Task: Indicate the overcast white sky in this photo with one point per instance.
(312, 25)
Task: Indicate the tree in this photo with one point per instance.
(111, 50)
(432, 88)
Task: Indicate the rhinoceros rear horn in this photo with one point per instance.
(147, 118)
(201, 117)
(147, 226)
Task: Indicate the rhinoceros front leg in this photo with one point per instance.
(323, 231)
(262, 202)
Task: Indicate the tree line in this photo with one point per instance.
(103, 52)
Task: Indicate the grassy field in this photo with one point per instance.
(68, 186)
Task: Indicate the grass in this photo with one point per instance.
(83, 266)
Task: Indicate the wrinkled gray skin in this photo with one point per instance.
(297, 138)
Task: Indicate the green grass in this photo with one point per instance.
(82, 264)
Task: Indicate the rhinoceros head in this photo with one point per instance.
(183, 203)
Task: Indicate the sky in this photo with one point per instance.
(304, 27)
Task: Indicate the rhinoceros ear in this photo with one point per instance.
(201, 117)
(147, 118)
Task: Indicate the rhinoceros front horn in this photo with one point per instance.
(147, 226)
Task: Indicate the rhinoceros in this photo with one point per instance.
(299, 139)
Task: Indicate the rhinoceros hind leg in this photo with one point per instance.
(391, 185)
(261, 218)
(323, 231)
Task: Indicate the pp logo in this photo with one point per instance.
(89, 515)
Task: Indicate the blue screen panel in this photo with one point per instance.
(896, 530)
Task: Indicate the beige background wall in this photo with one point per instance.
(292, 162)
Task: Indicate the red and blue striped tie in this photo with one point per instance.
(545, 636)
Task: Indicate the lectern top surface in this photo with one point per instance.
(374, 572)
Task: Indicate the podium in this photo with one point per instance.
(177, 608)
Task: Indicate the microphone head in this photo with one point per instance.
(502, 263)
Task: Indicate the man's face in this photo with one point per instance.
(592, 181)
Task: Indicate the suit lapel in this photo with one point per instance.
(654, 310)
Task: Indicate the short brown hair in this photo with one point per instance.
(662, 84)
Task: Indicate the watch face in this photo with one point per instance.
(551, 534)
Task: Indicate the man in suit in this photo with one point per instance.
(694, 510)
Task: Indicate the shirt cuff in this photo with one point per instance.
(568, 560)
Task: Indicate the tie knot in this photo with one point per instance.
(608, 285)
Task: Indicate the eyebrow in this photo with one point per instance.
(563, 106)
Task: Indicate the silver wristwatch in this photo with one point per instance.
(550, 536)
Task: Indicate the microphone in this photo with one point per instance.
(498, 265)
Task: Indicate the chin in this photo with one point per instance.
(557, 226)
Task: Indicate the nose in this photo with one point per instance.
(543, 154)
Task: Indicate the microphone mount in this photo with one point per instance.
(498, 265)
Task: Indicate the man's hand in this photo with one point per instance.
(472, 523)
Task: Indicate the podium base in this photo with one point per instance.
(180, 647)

Work request >> Using the entries above, print each one again without any alteration.

Response for this exercise >>
Task: Indicate the overcast white sky in this photo with one point per instance.
(312, 25)
Task: Indicate the tree in this photo with one point per instance.
(111, 50)
(432, 88)
Task: Indicate the rhinoceros rear horn in this photo with one point per instance.
(147, 118)
(201, 117)
(147, 226)
Task: Indicate the rhinoceros front leg in this photo with one point per instance.
(323, 231)
(262, 202)
Task: Indicate the tree line in this photo with one point per instance.
(103, 52)
Task: Indicate the grassy field in this photo with one point per instance.
(68, 186)
Task: Indicate the grass in this photo with one point per instance.
(83, 266)
Task: Indicate the wrinkled gray skin in this photo with one point per instance.
(297, 138)
Task: Indicate the green grass in this photo with one point per instance.
(82, 264)
Task: Indicate the rhinoceros head in this photo with one point per instance.
(183, 203)
Task: Indicate the sky in this photo with one point per instance.
(304, 27)
Task: Indicate the rhinoceros ear in this photo with one point per instance.
(201, 117)
(147, 118)
Task: Indicate the rhinoceros front horn in this photo with one point per instance.
(147, 226)
Task: Indicate the rhinoceros in this photo with one point per instance.
(299, 139)
Task: Indicate the rhinoceros hind leg in this photo with one point per instance.
(391, 185)
(261, 218)
(323, 231)
Task: Indicate the pp logo in this photo with one point per instance.
(89, 515)
Task: Indicate the blue screen panel in this photo with one point per instance.
(896, 530)
Task: Indicate the beige background wall in this photo with one point per instance.
(292, 162)
Task: Indicate the red and blue striped tie in this photo with one point per instance.
(545, 636)
Task: Indicate the lectern top surface in this photo with one point per instance.
(374, 572)
Task: Indicate the podium in this photo with one point per instance.
(177, 608)
Task: Indicate the microphone head in this photo with one point per instance.
(502, 263)
Task: Indicate the man's face in this photo with one point per instance.
(592, 181)
Task: Indicate the suit lapel in this photo with one point per instance.
(654, 310)
Task: Indicate the short brown hair in this photo with one point per instance.
(662, 84)
Task: Indicate the watch face in this photo with one point per instance.
(551, 534)
Task: Indicate the man in suit in this photo with one point per instance.
(694, 510)
Task: Indicate the shirt cuff in this photo with one point per instance.
(568, 560)
Task: Indicate the tie knot in this photo with one point per instance.
(608, 285)
Task: Indicate the eyebrow in this photo with one point per instance.
(563, 106)
Task: Indicate the silver wristwatch in this photo with one point per instance.
(550, 536)
Task: Indicate the microphone in this photo with one point per instance.
(498, 265)
Task: Indicate the chin in this photo with one point per instance.
(557, 226)
Task: Indicate the nose in this photo with one point per instance.
(543, 154)
Task: Indicate the microphone mount in this photo with one point per instance.
(498, 265)
Task: Indicate the man's hand in this photo with one point per instance.
(472, 523)
Task: Indicate the podium base in this photo with one point per instance.
(180, 647)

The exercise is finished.